→ EXERCISE DESCRIPTION
Set down the records that follow exactly and completely.

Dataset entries
*** Block opens ***
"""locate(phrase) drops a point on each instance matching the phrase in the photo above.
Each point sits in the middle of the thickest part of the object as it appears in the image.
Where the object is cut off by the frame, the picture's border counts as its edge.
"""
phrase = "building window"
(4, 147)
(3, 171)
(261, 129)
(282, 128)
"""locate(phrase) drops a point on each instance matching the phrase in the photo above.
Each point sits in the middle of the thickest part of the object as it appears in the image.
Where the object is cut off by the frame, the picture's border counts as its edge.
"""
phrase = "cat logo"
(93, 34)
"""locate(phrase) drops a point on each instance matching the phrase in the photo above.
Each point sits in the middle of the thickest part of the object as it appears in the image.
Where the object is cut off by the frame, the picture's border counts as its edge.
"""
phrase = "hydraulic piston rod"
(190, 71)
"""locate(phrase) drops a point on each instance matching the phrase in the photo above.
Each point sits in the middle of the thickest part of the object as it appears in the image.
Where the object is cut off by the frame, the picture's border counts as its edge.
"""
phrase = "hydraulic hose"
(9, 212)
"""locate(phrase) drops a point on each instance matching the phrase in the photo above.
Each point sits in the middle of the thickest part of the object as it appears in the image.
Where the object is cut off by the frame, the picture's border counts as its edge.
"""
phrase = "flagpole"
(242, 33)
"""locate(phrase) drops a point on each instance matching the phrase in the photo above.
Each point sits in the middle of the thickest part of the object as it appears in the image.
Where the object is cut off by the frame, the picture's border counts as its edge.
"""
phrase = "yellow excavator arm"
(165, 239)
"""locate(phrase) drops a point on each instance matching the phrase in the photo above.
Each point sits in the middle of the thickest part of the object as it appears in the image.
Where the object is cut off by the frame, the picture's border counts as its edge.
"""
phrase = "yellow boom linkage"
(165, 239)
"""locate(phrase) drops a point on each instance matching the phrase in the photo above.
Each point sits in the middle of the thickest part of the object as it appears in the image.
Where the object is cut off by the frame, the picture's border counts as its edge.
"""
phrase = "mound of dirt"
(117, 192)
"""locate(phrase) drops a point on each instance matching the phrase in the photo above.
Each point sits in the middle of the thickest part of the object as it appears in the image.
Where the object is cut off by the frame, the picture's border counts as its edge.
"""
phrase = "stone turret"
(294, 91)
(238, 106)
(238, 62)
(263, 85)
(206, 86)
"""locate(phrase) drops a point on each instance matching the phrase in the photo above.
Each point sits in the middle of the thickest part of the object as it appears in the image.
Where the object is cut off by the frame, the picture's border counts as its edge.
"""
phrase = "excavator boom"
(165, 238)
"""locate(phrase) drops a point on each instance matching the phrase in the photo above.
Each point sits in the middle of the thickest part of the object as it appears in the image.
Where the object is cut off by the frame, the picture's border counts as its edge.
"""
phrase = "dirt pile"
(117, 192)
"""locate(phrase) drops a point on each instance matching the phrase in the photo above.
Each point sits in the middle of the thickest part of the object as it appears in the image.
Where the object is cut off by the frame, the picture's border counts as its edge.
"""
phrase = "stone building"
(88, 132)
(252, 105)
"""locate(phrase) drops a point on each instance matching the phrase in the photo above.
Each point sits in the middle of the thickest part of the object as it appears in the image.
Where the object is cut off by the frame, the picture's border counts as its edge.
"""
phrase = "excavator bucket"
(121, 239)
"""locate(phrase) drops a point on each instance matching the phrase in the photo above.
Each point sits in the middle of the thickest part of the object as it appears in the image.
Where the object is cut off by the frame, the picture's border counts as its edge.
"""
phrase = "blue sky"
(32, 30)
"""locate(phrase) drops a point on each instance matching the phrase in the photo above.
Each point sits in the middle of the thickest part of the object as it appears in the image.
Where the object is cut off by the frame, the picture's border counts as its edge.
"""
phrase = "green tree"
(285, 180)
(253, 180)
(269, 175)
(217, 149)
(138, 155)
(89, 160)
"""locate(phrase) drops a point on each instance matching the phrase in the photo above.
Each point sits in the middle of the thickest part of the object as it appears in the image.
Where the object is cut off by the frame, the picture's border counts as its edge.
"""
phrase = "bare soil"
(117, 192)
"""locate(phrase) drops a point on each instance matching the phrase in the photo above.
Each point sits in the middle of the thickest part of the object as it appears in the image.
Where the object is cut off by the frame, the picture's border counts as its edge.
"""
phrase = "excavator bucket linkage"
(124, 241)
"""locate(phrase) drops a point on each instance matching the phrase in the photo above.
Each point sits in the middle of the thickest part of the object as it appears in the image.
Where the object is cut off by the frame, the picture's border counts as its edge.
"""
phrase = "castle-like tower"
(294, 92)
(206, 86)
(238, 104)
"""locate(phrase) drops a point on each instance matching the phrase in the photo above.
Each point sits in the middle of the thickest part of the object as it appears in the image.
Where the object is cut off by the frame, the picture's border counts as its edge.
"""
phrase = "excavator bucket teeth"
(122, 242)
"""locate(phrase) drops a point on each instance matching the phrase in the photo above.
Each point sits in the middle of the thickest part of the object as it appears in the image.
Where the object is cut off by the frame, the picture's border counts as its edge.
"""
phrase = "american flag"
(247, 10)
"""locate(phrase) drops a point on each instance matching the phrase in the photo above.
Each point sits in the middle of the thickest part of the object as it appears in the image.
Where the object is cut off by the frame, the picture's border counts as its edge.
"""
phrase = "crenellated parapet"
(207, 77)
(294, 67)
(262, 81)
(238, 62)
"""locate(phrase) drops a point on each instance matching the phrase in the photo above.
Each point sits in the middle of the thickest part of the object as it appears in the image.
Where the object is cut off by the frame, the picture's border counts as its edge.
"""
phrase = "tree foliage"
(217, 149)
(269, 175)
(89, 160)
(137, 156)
*** Block closes ***
→ ANSWER AREA
"""locate(phrase) drops a point on each instance matching the phrase in the photo above.
Each point sits in the middle of the thickest part of the object as it appears in the image.
Where the object is cut off by the frame, the picture's border counts as its edge.
"""
phrase = "building window"
(4, 147)
(3, 171)
(261, 129)
(282, 128)
"""locate(phrase) drops a point on each instance matching the phrase in the photo above.
Each point sits in the middle of the thickest part of the object as it appears in the image.
Where the object is cut off by the frame, the picture's border counts as its edge.
"""
phrase = "cat logo"
(93, 34)
"""locate(phrase) drops a point on each instance matching the phrase in the photo above.
Each point sits in the middle of the thickest part of the object as it appears in the image.
Where the object is cut off by the frame, the picture's border counts as its edge.
"""
phrase = "hydraulic piston rod"
(190, 71)
"""locate(phrase) drops a point on each instance matching the phrase in the photo above.
Each point sits in the middle of the thickest part of the object as it appears in the image.
Where the object is cut off by the frame, the picture's border counts as its edge.
"""
phrase = "hydraulic hose"
(9, 212)
"""locate(phrase) drops a point on each instance matching the phrase in the photo above.
Each point sits in the middle of the thickest part of the object as it appears in the image.
Where the object is cut off by the frame, the picture's border counts as its edge.
"""
phrase = "flagpole"
(242, 33)
"""locate(phrase) drops a point on each instance matching the phrase in the photo above.
Each point sits in the middle of the thickest part of the object as it appears in the image.
Where the object is cut off by the frame, the picture's border counts as its edge.
"""
phrase = "yellow excavator arm"
(165, 239)
"""locate(phrase) drops a point on each instance matching the phrase in the photo above.
Each point sits in the middle of the thickest part of the object as it appears in the image.
Where the object is cut off by the frame, the picture's border counts as its edge.
"""
phrase = "yellow boom linkage"
(165, 239)
"""locate(phrase) drops a point on each instance matching the phrase in the photo above.
Each point sits in the middle of the thickest part of the object as it appears in the image.
Where the object is cut off by the frame, the picture's border counts as its edge.
"""
phrase = "mound of dirt"
(117, 192)
"""locate(phrase) drops a point on each instance matching the phrase in the photo above.
Each point sits in the middle of the thickest part of the object as it appears in the image.
Where the object is cut off by the frame, the picture's border counts as its edge.
"""
phrase = "stone turret"
(294, 91)
(238, 106)
(238, 62)
(263, 85)
(206, 86)
"""locate(phrase) drops a point on each instance matching the phrase in the photo above.
Each point sits in the middle of the thickest part of the object as it appears in the image.
Where the object is cut off by the frame, the picture's border counts as its edge.
"""
phrase = "excavator boom"
(165, 238)
"""locate(phrase) drops a point on each instance matching the phrase in the photo above.
Each point sits in the middle of the thickest part of the object as it appears in the image.
Where the object is cut off by the frame, the picture's border counts as its edge.
"""
phrase = "dirt pile"
(117, 192)
"""locate(phrase) drops a point on each instance matching the phrase in the photo above.
Each point sits in the middle of the thickest part of the object as it appears in the image.
Where the object is cut off by the frame, the picture's border counts as its edge.
"""
phrase = "stone building"
(88, 132)
(252, 105)
"""locate(phrase) drops a point on each instance matching the phrase in the photo above.
Each point sits in the middle of the thickest part of the object as it appears in the image.
Where the object is cut off by the frame, the picture's border counts as its edge.
"""
phrase = "excavator bucket"
(121, 239)
"""locate(phrase) drops a point on each instance matching the phrase in the photo above.
Each point sits in the middle of the thickest part of the object as it appears in the image.
Where the object is cut off by the frame, the picture's border counts as its edge.
"""
phrase = "blue sky"
(32, 30)
"""locate(phrase) drops a point on each instance matching the phrase in the photo above.
Each point sits in the middle of the thickest part of the object as it appears in the image.
Where the object is cut off by the frame, the picture's border counts as its edge.
"""
phrase = "green tree"
(285, 180)
(253, 180)
(269, 175)
(217, 149)
(138, 155)
(89, 160)
"""locate(phrase) drops a point on each instance matching the phrase in the photo above.
Each point sits in the middle of the thickest part of the object as it appears in the image.
Where the object is cut off by the frame, the picture's border counts as its edge.
"""
phrase = "bare soil"
(117, 192)
"""locate(phrase) drops a point on each instance matching the phrase in the photo above.
Each point sits in the middle of the thickest part of the object as it appears in the image.
Where the object is cut off by the frame, the picture's border counts as its edge.
"""
phrase = "excavator bucket linkage"
(124, 241)
"""locate(phrase) drops a point on each instance matching the phrase in the photo above.
Each point sits in the middle of the thickest part of the object as it appears in the image.
Where the object is cut off by the frame, the picture's border counts as its edge.
"""
phrase = "castle-like tower"
(294, 92)
(206, 86)
(238, 104)
"""locate(phrase) drops a point on each instance matching the phrase in the photo above.
Each point sits in the middle of the thickest part of the object as it appears in the image.
Where the object is cut off by the frame, the picture's border counts as its edge.
"""
phrase = "excavator bucket teeth"
(122, 242)
"""locate(phrase) drops a point on each instance matching the phrase in the photo above.
Each point sits in the middle of the thickest part of the object as it appears in the image.
Where the object is cut off by the frame, the picture's border counts as its edge.
"""
phrase = "american flag"
(247, 10)
"""locate(phrase) drops a point on each instance matching the phrase in the photo above.
Each point sits in the middle of the thickest part of the object as it appears in the image.
Where the object is cut off by the frame, the picture's border counts as its edge.
"""
phrase = "crenellated parapet"
(207, 77)
(294, 67)
(262, 81)
(238, 62)
"""locate(phrase) drops a point on each instance matching the phrase in the photo above.
Each point sits in the middle of the thickest part of the object as it appears in the image.
Where the object is cut off by the frame, the picture's border counts as its edge.
"""
phrase = "tree foliage"
(217, 149)
(269, 175)
(89, 160)
(137, 156)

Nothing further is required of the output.